**Brief**
Restate word for word the line containing "Question. Identify the overcast" and all remaining lines of the entries below.

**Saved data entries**
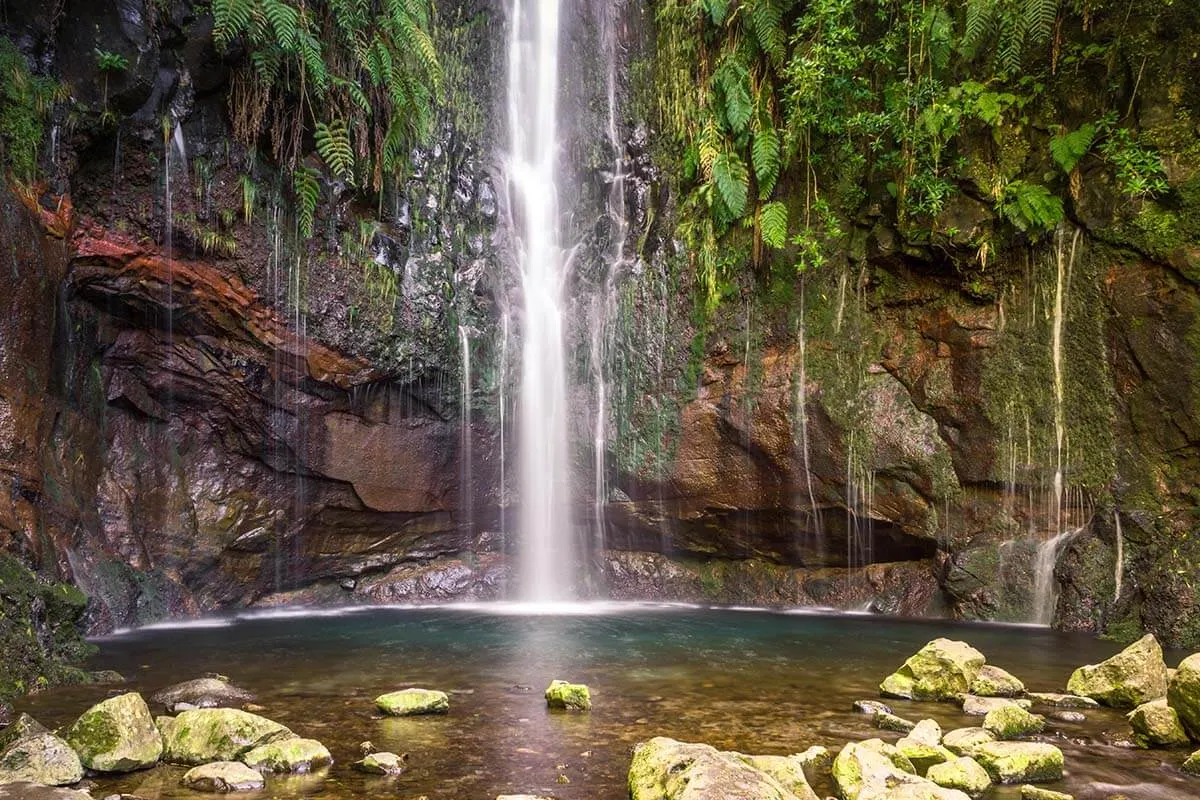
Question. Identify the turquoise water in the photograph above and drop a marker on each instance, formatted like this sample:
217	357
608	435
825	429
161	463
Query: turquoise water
755	681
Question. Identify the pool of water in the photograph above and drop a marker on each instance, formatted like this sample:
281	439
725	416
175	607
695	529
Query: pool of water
755	681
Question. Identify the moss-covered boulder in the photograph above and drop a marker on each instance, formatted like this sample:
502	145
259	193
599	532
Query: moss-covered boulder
994	681
288	756
965	740
216	735
665	769
41	758
117	735
1012	722
1020	762
381	764
222	776
1183	695
411	702
964	774
943	669
1157	725
1133	677
562	695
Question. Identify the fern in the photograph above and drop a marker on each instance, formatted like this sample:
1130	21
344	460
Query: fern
305	180
334	146
773	224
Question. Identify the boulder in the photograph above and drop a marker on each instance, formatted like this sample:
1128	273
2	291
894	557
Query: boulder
964	741
1012	721
665	769
203	692
1038	793
1157	725
117	735
216	735
994	681
978	707
941	671
561	695
1057	701
41	758
1020	762
25	791
963	774
411	702
222	776
288	756
1183	695
1133	677
381	764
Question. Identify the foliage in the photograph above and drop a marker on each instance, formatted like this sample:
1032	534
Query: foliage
25	103
361	76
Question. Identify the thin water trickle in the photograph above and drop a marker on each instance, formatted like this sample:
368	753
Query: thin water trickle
547	551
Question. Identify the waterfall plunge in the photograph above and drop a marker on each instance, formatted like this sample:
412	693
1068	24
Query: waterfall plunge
547	552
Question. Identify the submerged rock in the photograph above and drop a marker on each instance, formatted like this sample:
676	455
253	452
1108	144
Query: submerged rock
203	692
1183	695
288	756
1131	678
994	681
222	776
216	735
381	764
1157	725
117	735
562	695
964	774
41	758
665	769
411	702
1015	762
941	671
1012	721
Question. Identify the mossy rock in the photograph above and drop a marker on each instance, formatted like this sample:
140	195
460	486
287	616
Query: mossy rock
1133	677
994	681
562	695
1012	722
411	702
1020	762
1183	695
223	777
943	669
1157	725
42	758
299	756
216	735
964	774
117	735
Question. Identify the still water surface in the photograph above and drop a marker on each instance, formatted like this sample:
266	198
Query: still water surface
755	681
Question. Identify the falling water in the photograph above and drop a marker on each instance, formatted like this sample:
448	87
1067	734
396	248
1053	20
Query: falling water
547	554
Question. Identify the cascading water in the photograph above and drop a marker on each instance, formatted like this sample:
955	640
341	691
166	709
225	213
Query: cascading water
547	552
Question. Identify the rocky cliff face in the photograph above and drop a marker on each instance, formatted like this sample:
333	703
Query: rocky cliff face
201	411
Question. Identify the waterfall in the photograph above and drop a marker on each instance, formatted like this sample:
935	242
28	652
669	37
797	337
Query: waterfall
547	554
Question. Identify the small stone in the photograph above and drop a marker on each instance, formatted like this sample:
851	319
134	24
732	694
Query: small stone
1037	793
409	702
222	776
1017	762
1012	721
963	774
562	695
1157	725
1133	677
994	681
382	764
1062	701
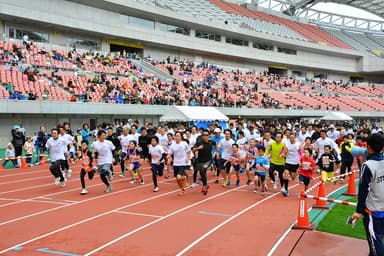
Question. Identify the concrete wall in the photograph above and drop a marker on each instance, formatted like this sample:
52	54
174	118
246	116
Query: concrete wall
107	24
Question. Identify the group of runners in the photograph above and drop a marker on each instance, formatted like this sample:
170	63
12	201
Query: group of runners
282	156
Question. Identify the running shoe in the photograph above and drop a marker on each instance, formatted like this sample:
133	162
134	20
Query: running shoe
108	189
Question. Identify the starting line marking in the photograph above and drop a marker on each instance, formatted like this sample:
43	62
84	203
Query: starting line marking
139	214
216	214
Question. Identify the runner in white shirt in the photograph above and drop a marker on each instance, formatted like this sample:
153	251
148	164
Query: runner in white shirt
57	148
69	141
293	152
181	155
103	154
225	165
157	161
125	138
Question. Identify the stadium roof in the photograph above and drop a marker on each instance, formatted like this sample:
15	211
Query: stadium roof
374	6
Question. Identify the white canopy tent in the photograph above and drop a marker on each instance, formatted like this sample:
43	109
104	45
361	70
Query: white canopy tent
188	114
337	116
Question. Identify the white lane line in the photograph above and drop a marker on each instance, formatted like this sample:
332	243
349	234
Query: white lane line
88	219
227	221
139	214
158	220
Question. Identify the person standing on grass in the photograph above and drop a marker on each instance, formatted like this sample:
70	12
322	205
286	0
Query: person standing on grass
86	166
103	154
306	168
180	153
203	148
346	156
370	203
57	148
157	161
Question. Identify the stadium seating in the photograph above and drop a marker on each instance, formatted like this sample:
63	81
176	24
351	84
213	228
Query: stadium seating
58	75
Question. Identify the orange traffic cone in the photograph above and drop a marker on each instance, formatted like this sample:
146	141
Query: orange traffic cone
302	216
23	163
351	191
321	193
43	160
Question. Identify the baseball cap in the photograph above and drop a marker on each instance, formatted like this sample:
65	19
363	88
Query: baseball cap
217	130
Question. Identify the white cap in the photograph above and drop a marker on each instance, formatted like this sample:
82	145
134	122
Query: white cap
217	130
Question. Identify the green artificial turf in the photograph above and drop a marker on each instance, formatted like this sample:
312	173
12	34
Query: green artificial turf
335	222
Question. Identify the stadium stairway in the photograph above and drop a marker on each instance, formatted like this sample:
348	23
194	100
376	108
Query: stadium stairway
149	68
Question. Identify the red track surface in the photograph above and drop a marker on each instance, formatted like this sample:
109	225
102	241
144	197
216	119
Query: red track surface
133	220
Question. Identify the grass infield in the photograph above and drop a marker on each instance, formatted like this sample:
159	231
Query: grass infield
335	222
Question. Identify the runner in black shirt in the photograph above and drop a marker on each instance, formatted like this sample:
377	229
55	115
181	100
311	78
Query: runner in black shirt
204	158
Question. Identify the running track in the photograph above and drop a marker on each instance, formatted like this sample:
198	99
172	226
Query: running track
39	218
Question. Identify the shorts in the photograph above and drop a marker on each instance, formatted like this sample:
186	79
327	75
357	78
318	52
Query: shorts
122	156
236	167
291	167
104	169
306	180
327	176
261	175
225	164
279	168
157	169
180	170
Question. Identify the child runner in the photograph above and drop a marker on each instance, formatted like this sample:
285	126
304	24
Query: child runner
307	166
251	152
134	163
292	154
10	155
157	161
261	166
57	148
235	161
204	148
28	147
86	165
326	164
346	156
103	154
180	152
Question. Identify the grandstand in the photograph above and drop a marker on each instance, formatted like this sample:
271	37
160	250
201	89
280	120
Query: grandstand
204	52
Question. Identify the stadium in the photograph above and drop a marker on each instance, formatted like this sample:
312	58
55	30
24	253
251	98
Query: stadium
259	65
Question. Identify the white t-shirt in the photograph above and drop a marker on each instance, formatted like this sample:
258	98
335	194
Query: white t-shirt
293	156
57	148
226	147
124	142
104	150
180	153
156	153
320	143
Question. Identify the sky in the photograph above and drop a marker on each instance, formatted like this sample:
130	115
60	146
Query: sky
337	9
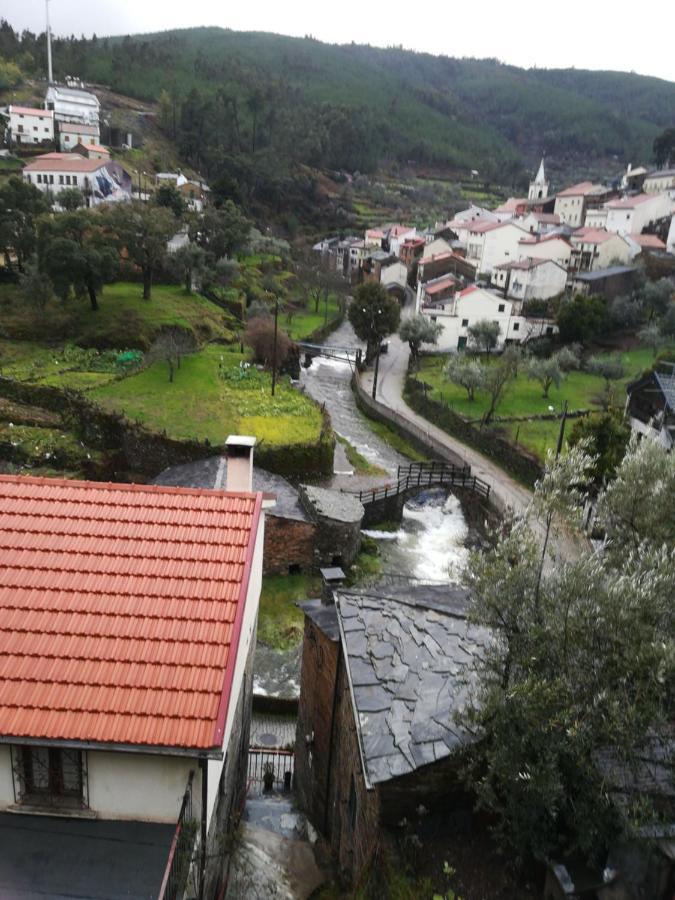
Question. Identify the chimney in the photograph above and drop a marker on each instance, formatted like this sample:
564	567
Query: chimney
239	452
331	579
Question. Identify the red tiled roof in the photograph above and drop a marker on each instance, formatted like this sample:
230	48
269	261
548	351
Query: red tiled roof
32	111
63	162
120	610
436	257
593	235
437	286
648	241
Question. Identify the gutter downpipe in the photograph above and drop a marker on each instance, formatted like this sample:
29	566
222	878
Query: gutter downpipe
203	765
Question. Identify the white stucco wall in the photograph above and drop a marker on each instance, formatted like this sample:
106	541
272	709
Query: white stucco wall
6	780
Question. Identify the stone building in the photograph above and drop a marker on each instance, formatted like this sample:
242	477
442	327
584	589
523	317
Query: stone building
382	679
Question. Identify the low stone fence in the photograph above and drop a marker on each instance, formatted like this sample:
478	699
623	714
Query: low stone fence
137	450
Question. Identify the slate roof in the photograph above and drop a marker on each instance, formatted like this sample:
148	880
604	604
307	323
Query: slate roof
411	661
120	610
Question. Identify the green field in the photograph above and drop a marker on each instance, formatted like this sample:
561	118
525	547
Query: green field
201	405
524	398
123	320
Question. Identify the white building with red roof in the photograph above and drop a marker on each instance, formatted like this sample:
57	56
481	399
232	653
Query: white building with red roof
127	631
29	125
595	248
100	180
458	313
491	244
631	215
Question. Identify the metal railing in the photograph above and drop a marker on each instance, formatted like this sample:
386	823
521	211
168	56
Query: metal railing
273	767
419	475
180	854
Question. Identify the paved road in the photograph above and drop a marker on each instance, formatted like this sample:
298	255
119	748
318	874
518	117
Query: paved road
509	493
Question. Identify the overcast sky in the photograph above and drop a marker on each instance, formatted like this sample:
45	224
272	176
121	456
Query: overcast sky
580	33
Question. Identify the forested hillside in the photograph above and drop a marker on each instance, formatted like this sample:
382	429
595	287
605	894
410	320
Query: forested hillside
232	100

**Completed task**
Question. Identify the overcast sky in the photograph above and drop a marker on each instance, formatted like this sample:
45	224
272	176
121	456
Query: overcast sky
580	33
Question. Identify the forested hillside in the photograph above and drop a marker on each instance, formatted like this sample:
382	429
595	287
605	894
410	320
Query: forested hillside
232	100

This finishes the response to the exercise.